Description of the task –
Every line of the records below that has the word "banknotes" should be copied.

Entries supplied –
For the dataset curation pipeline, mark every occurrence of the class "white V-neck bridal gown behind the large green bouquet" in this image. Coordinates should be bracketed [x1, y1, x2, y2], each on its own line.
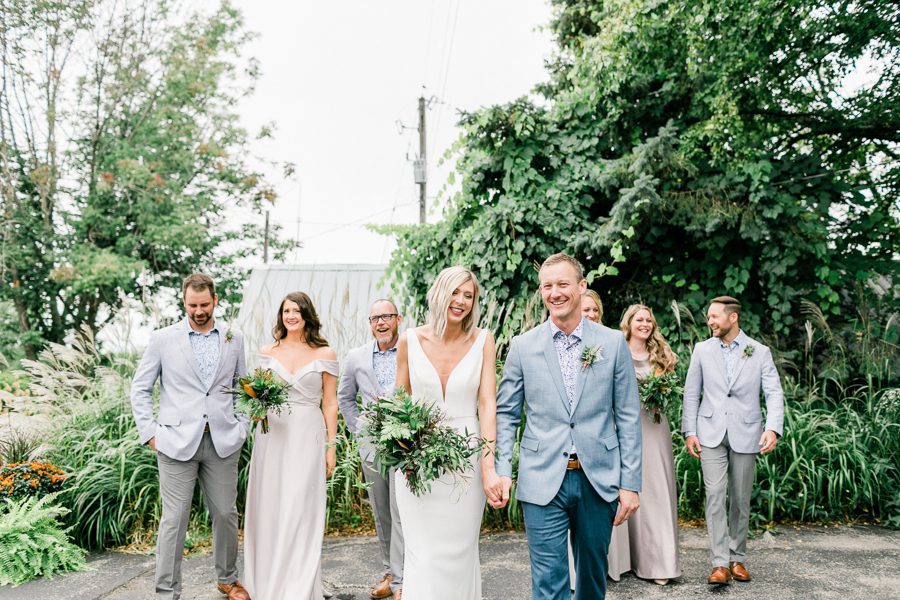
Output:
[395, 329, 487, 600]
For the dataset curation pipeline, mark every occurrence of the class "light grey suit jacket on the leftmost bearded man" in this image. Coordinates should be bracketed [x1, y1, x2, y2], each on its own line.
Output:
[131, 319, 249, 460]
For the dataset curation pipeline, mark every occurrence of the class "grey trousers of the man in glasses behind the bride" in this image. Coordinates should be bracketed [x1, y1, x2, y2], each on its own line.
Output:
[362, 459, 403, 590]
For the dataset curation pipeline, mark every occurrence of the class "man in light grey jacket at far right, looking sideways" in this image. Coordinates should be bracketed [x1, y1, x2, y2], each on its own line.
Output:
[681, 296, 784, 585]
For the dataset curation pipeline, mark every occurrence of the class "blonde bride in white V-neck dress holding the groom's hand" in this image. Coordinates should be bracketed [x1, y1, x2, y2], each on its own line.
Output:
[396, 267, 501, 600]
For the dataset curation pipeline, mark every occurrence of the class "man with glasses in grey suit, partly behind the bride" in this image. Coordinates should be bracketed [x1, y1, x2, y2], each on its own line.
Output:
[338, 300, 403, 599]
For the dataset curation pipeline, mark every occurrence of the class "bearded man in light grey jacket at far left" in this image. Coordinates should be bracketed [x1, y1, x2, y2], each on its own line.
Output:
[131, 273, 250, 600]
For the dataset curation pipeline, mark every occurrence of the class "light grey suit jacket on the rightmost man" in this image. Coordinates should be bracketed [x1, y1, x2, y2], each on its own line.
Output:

* * *

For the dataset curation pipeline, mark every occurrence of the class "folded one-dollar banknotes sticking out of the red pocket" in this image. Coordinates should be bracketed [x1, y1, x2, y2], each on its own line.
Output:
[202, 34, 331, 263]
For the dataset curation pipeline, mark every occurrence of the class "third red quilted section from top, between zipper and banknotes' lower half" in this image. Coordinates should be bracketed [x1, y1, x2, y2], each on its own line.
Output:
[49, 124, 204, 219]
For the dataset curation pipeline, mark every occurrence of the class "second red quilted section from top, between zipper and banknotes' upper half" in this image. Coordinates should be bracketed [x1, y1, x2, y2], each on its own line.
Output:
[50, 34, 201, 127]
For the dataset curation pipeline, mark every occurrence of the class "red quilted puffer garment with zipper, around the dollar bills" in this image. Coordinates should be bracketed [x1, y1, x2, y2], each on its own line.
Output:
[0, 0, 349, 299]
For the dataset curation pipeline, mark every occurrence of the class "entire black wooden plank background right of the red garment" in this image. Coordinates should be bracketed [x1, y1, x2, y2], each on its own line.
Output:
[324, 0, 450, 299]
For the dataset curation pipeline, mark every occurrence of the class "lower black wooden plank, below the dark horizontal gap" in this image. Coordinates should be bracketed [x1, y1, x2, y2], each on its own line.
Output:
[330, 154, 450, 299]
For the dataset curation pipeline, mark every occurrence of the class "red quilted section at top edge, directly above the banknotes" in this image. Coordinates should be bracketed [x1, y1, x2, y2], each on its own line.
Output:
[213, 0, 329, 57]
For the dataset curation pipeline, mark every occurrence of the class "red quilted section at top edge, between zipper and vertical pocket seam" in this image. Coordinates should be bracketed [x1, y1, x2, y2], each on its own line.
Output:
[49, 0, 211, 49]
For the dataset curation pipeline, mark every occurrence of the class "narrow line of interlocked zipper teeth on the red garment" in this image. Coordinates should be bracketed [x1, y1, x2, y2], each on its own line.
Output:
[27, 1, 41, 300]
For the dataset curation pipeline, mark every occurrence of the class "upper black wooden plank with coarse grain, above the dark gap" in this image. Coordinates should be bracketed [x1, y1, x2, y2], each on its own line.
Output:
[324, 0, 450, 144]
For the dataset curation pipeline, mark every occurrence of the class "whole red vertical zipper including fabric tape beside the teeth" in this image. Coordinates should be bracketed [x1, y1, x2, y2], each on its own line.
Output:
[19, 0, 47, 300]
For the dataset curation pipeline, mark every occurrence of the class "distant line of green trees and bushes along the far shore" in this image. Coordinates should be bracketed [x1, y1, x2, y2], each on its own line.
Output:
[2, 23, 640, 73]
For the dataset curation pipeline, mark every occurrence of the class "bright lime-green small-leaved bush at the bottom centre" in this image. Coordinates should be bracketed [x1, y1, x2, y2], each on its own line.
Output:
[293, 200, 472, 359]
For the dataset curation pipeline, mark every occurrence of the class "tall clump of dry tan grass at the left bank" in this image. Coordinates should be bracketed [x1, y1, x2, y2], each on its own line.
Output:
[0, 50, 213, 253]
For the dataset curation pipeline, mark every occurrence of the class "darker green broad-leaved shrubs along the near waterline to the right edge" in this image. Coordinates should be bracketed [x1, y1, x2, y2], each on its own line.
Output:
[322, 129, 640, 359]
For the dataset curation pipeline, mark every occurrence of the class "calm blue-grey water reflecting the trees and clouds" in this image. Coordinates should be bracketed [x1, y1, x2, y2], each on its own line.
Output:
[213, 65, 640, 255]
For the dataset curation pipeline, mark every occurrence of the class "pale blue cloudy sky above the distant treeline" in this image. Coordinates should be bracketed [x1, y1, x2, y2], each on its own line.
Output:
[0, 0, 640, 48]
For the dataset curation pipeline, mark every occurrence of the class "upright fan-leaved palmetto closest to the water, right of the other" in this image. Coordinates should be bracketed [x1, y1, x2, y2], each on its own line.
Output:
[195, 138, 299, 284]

Response to the exercise –
For the dataset curation pipeline, mark every occurrence of the class "folded one-dollar banknotes sticking out of the red pocket" in this image. Coordinates should be bracketed [x1, y1, x2, y2], each on its own line.
For the dataset curation pipeline, mark every occurrence of the class "third red quilted section from top, between zipper and banknotes' lower half" in this image. Coordinates should be bracketed [x1, y1, x2, y2], each on its own line.
For the dataset curation pipeline, mark every occurrence of the class "second red quilted section from top, between zipper and banknotes' upper half" in this image. Coordinates should be bracketed [x1, y1, x2, y2], each on its own line.
For the dataset curation pipeline, mark every occurrence of the class "red quilted section at top edge, directly above the banknotes" in this image. Coordinates should be bracketed [x1, y1, x2, y2], each on its own line.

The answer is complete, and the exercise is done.